══ Excerpted passage ══
# Outdoors > Fishing >  Shit for a starter!

## Dundee

While milking the cows the other night a hunk of shit and tail hair wripped off in the claw of the cups.

I thought would a trout eat this. And saved it too get my boy too make a fly.



So brought the shit home attached to tail hair and let Dan Dundee work his magic. :Wtfsmilie: 

End result a nice pretty hunk of shit :Omg: 



So before this weather bomb hits might go and try this shit out :Zomg: 

And lets see if shit HAPPENS!! :Grin:

----------


## Pointer

what a crackup  :Grin:  you reckon the shit will dissolve in the water?

----------


## Dundee

> what a crackup  you reckon the shit will dissolve in the water?


Nah it was hard shit Pointer :Have A Nice Day: 

But the weather bomb hit the headwaters before I got too the river..SHIT!! :Grin: 

Tried it a few times so watch this shit (space) :Yaeh Am Not Durnk: 

When the river clears I'll try my shit again :Grin:

----------


## cardo

Nice one! Let us know how it goes!

----------


## Dundee

Gona give it a go tonight. :Wink:

----------


## EeeBees

What will you name this uddalee mooving plausabull fly??    D Pendabull???? :Grin:  :Grin:

----------


## Dundee

> What will you name this uddalee mooving plausabull fly??    D Pendabull????
═══
══ Information shown ══
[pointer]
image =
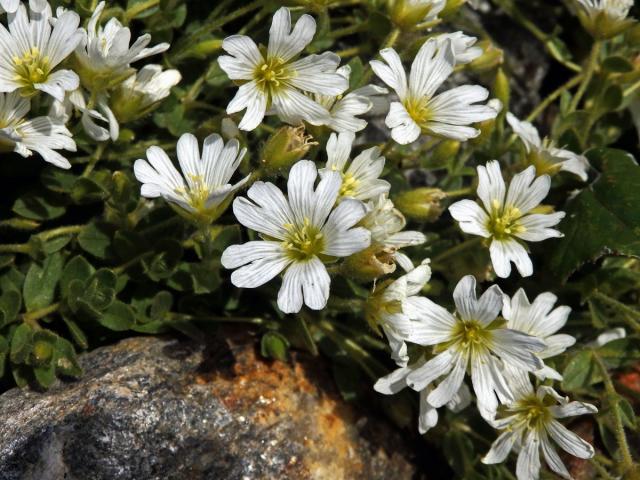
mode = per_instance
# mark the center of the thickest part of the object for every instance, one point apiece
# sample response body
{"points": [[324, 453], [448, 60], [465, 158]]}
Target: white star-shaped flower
═══
══ Information shown ══
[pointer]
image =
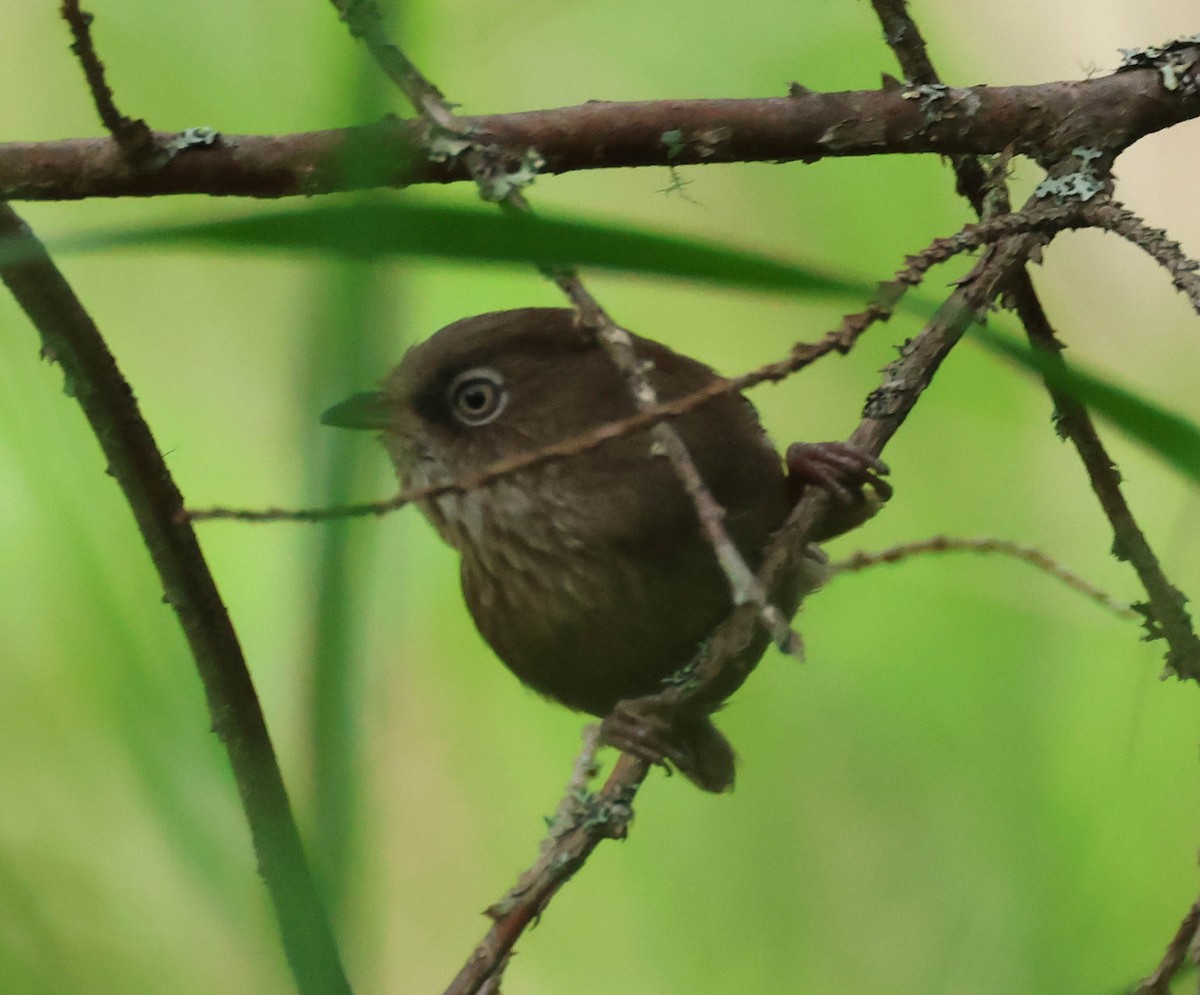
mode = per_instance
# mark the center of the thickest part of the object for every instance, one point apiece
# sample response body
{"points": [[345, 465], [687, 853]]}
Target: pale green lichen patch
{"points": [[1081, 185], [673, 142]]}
═══
Stated goal 1 — In the fishing thread, what kept Dundee from trying out the new fly before he got to the river?
Stated goal 2 — Echo the part of the fishing thread that opens with the words "# Outdoors >" and closes with "of the cups.".
The items are separate material from the fishing thread.

Response 1 — The weather bomb hit the headwaters before he reached the river.

Response 2 —
# Outdoors > Fishing >  Shit for a starter!

## Dundee

While milking the cows the other night a hunk of shit and tail hair wripped off in the claw of the cups.